__Information provided__

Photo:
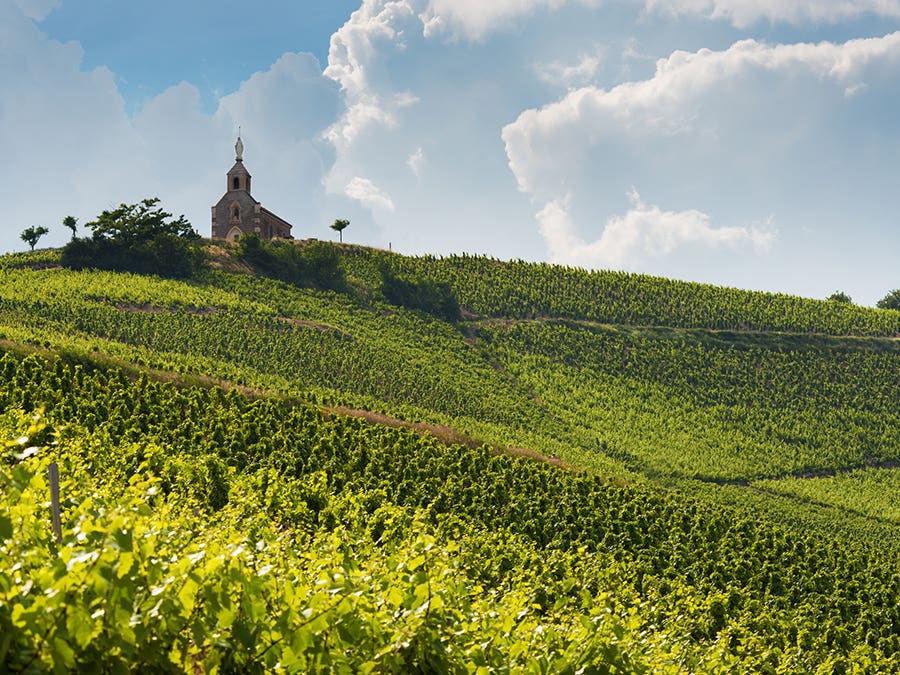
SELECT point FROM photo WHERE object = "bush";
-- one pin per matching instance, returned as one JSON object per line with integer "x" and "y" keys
{"x": 138, "y": 238}
{"x": 891, "y": 300}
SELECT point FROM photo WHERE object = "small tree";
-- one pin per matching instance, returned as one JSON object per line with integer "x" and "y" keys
{"x": 840, "y": 296}
{"x": 33, "y": 234}
{"x": 139, "y": 238}
{"x": 890, "y": 301}
{"x": 72, "y": 223}
{"x": 339, "y": 226}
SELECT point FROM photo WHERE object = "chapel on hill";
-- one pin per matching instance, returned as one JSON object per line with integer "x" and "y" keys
{"x": 238, "y": 213}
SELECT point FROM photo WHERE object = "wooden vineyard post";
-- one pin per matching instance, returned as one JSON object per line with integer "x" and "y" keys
{"x": 53, "y": 472}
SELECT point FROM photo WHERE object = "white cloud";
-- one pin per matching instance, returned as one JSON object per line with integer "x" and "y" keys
{"x": 77, "y": 151}
{"x": 644, "y": 232}
{"x": 744, "y": 13}
{"x": 36, "y": 9}
{"x": 366, "y": 192}
{"x": 542, "y": 144}
{"x": 416, "y": 162}
{"x": 569, "y": 75}
{"x": 474, "y": 19}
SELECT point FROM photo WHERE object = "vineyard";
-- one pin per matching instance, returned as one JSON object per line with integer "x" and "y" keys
{"x": 657, "y": 476}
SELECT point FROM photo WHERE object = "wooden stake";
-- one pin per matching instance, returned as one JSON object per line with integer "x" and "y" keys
{"x": 53, "y": 472}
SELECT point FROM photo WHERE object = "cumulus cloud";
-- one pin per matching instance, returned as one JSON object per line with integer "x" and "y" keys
{"x": 416, "y": 162}
{"x": 36, "y": 9}
{"x": 474, "y": 19}
{"x": 569, "y": 75}
{"x": 644, "y": 232}
{"x": 366, "y": 192}
{"x": 680, "y": 99}
{"x": 76, "y": 150}
{"x": 744, "y": 13}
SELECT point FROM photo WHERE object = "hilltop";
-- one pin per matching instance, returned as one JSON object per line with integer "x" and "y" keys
{"x": 715, "y": 487}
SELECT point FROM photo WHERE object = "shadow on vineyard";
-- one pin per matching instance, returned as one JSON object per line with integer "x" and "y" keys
{"x": 353, "y": 461}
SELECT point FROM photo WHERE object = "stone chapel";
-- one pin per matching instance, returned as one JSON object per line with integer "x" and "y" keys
{"x": 238, "y": 213}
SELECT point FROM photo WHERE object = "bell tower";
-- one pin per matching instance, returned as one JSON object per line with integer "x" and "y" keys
{"x": 238, "y": 213}
{"x": 238, "y": 177}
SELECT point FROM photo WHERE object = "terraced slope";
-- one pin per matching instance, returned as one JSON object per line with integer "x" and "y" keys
{"x": 734, "y": 513}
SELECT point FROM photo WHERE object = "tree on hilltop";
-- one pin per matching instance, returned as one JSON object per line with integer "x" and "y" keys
{"x": 139, "y": 238}
{"x": 72, "y": 223}
{"x": 840, "y": 296}
{"x": 890, "y": 301}
{"x": 338, "y": 226}
{"x": 32, "y": 235}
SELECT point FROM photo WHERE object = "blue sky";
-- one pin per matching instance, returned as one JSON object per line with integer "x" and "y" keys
{"x": 743, "y": 143}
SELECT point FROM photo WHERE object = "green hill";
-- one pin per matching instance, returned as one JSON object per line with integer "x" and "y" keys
{"x": 584, "y": 472}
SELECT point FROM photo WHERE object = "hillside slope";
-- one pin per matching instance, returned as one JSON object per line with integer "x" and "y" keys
{"x": 775, "y": 431}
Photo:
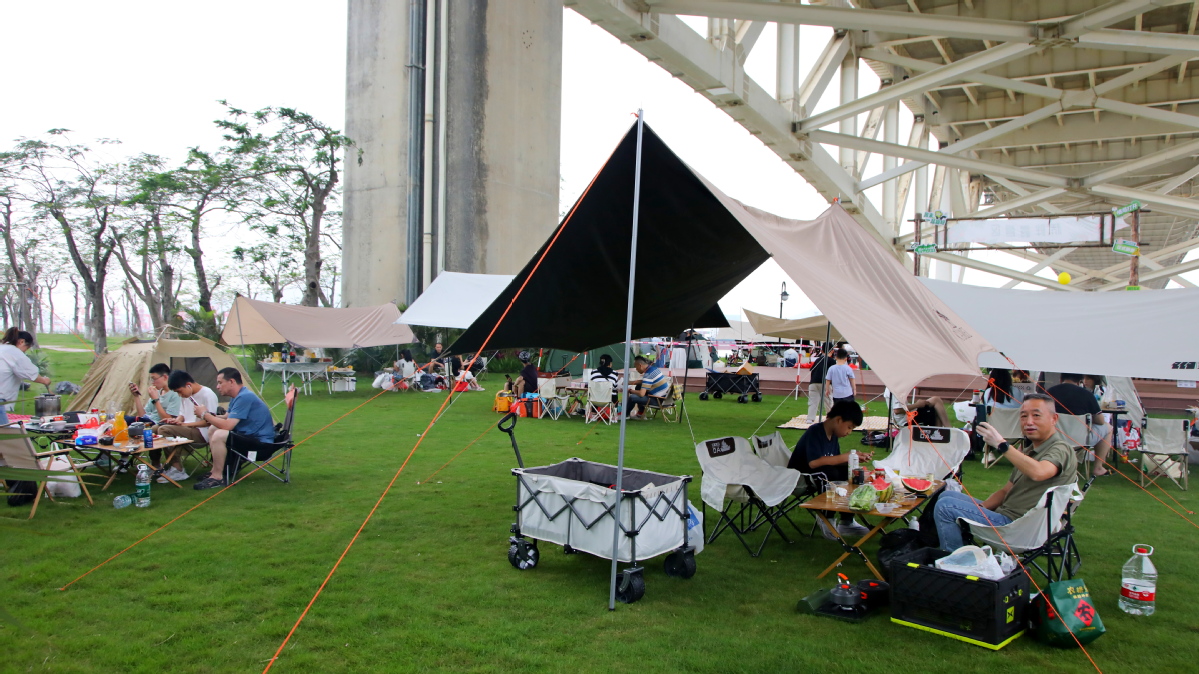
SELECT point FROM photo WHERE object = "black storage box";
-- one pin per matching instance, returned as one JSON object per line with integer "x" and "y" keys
{"x": 987, "y": 613}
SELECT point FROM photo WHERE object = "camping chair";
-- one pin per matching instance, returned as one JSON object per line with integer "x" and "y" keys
{"x": 1007, "y": 422}
{"x": 600, "y": 405}
{"x": 552, "y": 403}
{"x": 754, "y": 489}
{"x": 236, "y": 458}
{"x": 927, "y": 450}
{"x": 663, "y": 405}
{"x": 1163, "y": 451}
{"x": 1077, "y": 431}
{"x": 1043, "y": 535}
{"x": 17, "y": 450}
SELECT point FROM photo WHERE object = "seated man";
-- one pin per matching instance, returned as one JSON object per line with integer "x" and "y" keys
{"x": 654, "y": 383}
{"x": 1071, "y": 397}
{"x": 819, "y": 452}
{"x": 248, "y": 423}
{"x": 187, "y": 423}
{"x": 164, "y": 404}
{"x": 1048, "y": 463}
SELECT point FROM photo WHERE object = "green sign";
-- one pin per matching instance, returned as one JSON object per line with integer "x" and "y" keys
{"x": 1125, "y": 210}
{"x": 1125, "y": 247}
{"x": 934, "y": 217}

__Problem to solve__
In the answer, the data should reappear exactly, with no pictures.

__Written reply__
Photo:
SELECT point FROM photo WHERE object = "bush";
-- one pin per matching instance, returned as one JSON object per line with integer "x" and "y" keys
{"x": 138, "y": 238}
{"x": 891, "y": 300}
SELECT point FROM photo WHERE object = "small tree";
-- one pin per matching instance, returned as one JSON object per line with integer "x" and "y" keys
{"x": 840, "y": 296}
{"x": 33, "y": 234}
{"x": 139, "y": 238}
{"x": 890, "y": 301}
{"x": 72, "y": 223}
{"x": 339, "y": 226}
SELECT point FROM photo WHERE object = "chapel on hill";
-- one pin per matching instance, returned as one JSON object per line with integer "x" and "y" keys
{"x": 238, "y": 213}
SELECT point FROM photo WHERE object = "wooden vineyard post";
-- one pin per matching instance, returned as one JSON object per line with integer "x" and "y" keys
{"x": 53, "y": 472}
SELECT point FROM photo WHERE object = "white cloud";
-- one pin per matching instance, returned as one JSON object per line with integer "x" and "y" keys
{"x": 77, "y": 151}
{"x": 644, "y": 232}
{"x": 744, "y": 13}
{"x": 36, "y": 9}
{"x": 366, "y": 192}
{"x": 542, "y": 144}
{"x": 416, "y": 162}
{"x": 569, "y": 75}
{"x": 474, "y": 19}
SELECT point FROM photo WHERE object = "vineyard";
-- one pin per matching instance, returned as one JSON object per line with integer "x" and "y" keys
{"x": 657, "y": 476}
SELECT point FROM photo WHERE object = "wooden stake";
-- one pin per matching instance, returned as one JSON object per line with integer "x" and "y" keys
{"x": 53, "y": 472}
SELECT point FROM photo WHERE object = "cumulus cloud";
-- one pin per matching instance, returned as one JSON object per line with integer "x" and "y" keys
{"x": 416, "y": 162}
{"x": 36, "y": 9}
{"x": 474, "y": 19}
{"x": 569, "y": 75}
{"x": 644, "y": 232}
{"x": 366, "y": 192}
{"x": 680, "y": 99}
{"x": 76, "y": 150}
{"x": 744, "y": 13}
SELECT point FROM photo WHERE object = "hilltop";
-- one pin per matching instance, returned as one JSON object per line with integer "x" and "y" keys
{"x": 715, "y": 487}
SELECT point FROM photo WHERE object = "shadow on vineyard";
-- one pin per matching instance, returned as one JSON object per line with integer "x" and "y" keys
{"x": 353, "y": 461}
SELECT point FROM photo WHERE object = "stone chapel";
-- one pin per matching instance, returned as one JSON object per line with integer "x" and "y" keys
{"x": 238, "y": 213}
SELECT point FROM photo WHERE object = "bell tower";
-- one pin per matching instance, returned as one JSON object per line with integer "x" and "y" keys
{"x": 238, "y": 213}
{"x": 238, "y": 177}
SELECT point FROM photo WHERE object = "terraced slope";
-- one pin per matching instance, returned as one JSON object per line with integer "x" and "y" keys
{"x": 734, "y": 513}
SELECT point FROM photo WHERE object = "tree on hilltop";
-- one pin per matching instance, returned as one JSON object per line with integer "x" and "y" keys
{"x": 139, "y": 238}
{"x": 72, "y": 223}
{"x": 840, "y": 296}
{"x": 890, "y": 301}
{"x": 338, "y": 226}
{"x": 32, "y": 235}
SELECT point FROM photo WHERE object = "blue sky";
-- one pin per matching instance, returned as one JSON object per line with integer "x" and "y" keys
{"x": 743, "y": 143}
SELECT point FROM photo WHERE object = "green hill";
-- one pin per matching instance, returned as one JSON object per line with integer "x" and "y" keys
{"x": 584, "y": 472}
SELECT point FROM photo WHERE object = "hillside slope";
-- one pin per matching instance, returned as one JSON object per line with integer "x" and "y" keys
{"x": 775, "y": 431}
Photo:
SELECT point FROM photo WHERE object = "black storage box";
-- one pin per matching instance, returned as one JSON object per line with integer "x" and "y" keys
{"x": 987, "y": 613}
SELECT point FROM photo WHERE object = "camping chair";
-- one pin per matching instance, returned as one JSON object per line with integer "x" and "y" keys
{"x": 1007, "y": 422}
{"x": 600, "y": 405}
{"x": 552, "y": 403}
{"x": 754, "y": 489}
{"x": 236, "y": 458}
{"x": 927, "y": 450}
{"x": 663, "y": 405}
{"x": 1163, "y": 451}
{"x": 1077, "y": 431}
{"x": 1043, "y": 535}
{"x": 17, "y": 450}
SELECT point FROM photo WHERE object = "seated man";
-- one pin per matching instance, returned as one JSON object per line with integer "x" and "y" keys
{"x": 654, "y": 383}
{"x": 1071, "y": 397}
{"x": 819, "y": 452}
{"x": 248, "y": 423}
{"x": 187, "y": 423}
{"x": 164, "y": 404}
{"x": 1048, "y": 463}
SELECT point FROM photo WHERE object = "green sign";
-- one pin per matching instance, returned as one JSON object per line with integer "x" and "y" keys
{"x": 1125, "y": 210}
{"x": 1125, "y": 247}
{"x": 934, "y": 217}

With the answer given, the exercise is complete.